_Brief_
Count how many lines in the data below contain the word "rocky", with case counting, and reply with that number only.

_Material supplied_

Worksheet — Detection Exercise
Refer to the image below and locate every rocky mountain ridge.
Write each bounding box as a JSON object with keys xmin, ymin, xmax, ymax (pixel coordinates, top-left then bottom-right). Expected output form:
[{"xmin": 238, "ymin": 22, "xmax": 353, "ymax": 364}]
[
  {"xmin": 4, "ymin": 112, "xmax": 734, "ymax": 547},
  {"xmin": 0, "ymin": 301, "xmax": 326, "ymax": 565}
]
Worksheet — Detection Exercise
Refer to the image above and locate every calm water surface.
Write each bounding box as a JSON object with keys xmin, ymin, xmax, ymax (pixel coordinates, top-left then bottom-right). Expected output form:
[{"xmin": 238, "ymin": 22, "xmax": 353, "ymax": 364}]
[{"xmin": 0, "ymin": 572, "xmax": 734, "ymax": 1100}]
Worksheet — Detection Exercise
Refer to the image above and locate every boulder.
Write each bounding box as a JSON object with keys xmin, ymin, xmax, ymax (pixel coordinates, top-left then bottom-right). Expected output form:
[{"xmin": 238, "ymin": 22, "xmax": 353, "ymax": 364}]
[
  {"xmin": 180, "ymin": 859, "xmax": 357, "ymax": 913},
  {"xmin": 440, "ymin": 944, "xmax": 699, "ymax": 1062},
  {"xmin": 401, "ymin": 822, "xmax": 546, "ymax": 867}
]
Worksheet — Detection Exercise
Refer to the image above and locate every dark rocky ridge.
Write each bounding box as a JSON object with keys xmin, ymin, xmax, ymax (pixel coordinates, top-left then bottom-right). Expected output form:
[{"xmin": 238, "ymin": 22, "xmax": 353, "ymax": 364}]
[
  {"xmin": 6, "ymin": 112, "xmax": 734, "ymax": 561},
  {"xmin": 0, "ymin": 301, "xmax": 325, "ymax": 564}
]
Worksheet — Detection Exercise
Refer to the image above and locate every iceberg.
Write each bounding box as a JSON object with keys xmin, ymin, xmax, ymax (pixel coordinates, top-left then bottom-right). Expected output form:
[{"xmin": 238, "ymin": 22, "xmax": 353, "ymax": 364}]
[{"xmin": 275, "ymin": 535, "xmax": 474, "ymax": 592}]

_Task response_
2